Testo fornito —
Scudo penale per i vaccinatori. L’opinione di Federico Gelli

Condividi su:

Le vicende collegate al vaccino AstraZeneca hanno amplificato il dibattito sulla necessità o meno di uno “scudo penale” per i medici vaccinatori e il personale sanitario. Argomento che assume ulteriore rilevanza dopo l’accordo tra il Ministero della Salute e la categoria odontoiatrica, resasi disponibile a supportare il piano vaccinale.

Tra chi sostiene che la Legge 24/2017 Gelli-Bianco garantisca già sufficientemente i vaccinatori c’è proprio Federico Gelli, oggi Presidente della Fondazione Italia in Salute e padre della legge sulla responsabilità professionale, che nella sua intervista ad ANDInews ha ribadito la sua opinione.

Dati di localizzazione delle frasi
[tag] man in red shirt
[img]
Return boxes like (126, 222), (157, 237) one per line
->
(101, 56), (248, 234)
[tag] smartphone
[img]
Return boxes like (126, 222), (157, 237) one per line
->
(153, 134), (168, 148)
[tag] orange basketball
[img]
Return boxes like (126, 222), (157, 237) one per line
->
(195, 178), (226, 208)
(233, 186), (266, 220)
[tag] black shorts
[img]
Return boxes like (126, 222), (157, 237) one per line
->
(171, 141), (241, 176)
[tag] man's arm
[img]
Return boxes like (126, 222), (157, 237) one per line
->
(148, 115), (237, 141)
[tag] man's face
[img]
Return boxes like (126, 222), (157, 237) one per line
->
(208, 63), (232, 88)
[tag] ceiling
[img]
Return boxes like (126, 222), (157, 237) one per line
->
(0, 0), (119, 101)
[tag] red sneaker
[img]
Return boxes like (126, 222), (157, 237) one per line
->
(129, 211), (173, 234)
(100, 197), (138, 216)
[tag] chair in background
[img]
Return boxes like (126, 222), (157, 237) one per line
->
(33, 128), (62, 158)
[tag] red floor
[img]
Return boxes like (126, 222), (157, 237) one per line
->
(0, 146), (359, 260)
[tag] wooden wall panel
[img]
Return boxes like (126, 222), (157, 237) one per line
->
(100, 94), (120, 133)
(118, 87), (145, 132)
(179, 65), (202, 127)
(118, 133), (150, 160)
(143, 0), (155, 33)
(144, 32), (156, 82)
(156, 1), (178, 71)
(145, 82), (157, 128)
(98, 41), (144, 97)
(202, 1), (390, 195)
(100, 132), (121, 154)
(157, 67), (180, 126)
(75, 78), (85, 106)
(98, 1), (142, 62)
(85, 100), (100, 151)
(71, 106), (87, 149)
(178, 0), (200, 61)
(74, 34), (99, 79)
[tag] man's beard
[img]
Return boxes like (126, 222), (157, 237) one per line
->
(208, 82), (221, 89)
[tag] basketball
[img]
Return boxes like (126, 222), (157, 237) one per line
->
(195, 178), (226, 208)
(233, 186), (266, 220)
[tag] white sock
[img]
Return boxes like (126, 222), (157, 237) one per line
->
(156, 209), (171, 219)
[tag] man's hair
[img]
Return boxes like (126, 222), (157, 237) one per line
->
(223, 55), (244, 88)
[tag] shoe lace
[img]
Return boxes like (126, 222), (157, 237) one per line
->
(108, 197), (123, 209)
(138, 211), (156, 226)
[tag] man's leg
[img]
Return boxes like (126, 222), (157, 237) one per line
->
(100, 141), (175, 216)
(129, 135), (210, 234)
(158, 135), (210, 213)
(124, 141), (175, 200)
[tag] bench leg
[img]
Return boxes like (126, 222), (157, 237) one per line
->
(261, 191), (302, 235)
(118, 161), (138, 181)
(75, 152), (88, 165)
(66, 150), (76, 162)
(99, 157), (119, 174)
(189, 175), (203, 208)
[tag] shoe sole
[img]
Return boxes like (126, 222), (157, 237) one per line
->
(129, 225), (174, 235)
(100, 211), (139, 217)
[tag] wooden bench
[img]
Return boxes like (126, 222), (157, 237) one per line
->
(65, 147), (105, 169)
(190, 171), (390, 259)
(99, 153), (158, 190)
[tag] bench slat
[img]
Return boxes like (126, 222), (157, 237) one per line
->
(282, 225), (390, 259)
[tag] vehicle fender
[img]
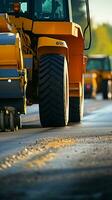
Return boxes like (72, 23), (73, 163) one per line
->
(37, 37), (69, 61)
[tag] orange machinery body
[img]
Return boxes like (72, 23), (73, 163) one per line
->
(10, 16), (85, 97)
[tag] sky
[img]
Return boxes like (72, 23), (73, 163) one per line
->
(89, 0), (112, 25)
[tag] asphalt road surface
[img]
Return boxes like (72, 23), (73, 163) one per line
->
(0, 99), (112, 200)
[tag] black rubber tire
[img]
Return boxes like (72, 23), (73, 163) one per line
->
(0, 111), (5, 132)
(38, 54), (69, 127)
(102, 80), (108, 99)
(9, 112), (15, 131)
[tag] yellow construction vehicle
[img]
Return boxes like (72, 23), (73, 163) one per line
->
(85, 54), (112, 99)
(0, 0), (90, 130)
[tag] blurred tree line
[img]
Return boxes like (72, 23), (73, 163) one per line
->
(72, 0), (112, 55)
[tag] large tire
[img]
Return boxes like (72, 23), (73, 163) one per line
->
(102, 80), (108, 99)
(39, 54), (69, 127)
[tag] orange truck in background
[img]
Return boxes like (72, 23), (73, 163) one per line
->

Consegna — Ricopia dal testo sullo scudo penale per i vaccinatori tutto quello che va da "Tra chi sostiene" giù fino a "la sua opinione.", compreso. Le voci vengono da un'altra fonte.

Spazio risposta —
Tra chi sostiene che la Legge 24/2017 Gelli-Bianco garantisca già sufficientemente i vaccinatori c’è proprio Federico Gelli, oggi Presidente della Fondazione Italia in Salute e padre della legge sulla responsabilità professionale, che nella sua intervista ad ANDInews ha ribadito la sua opinione.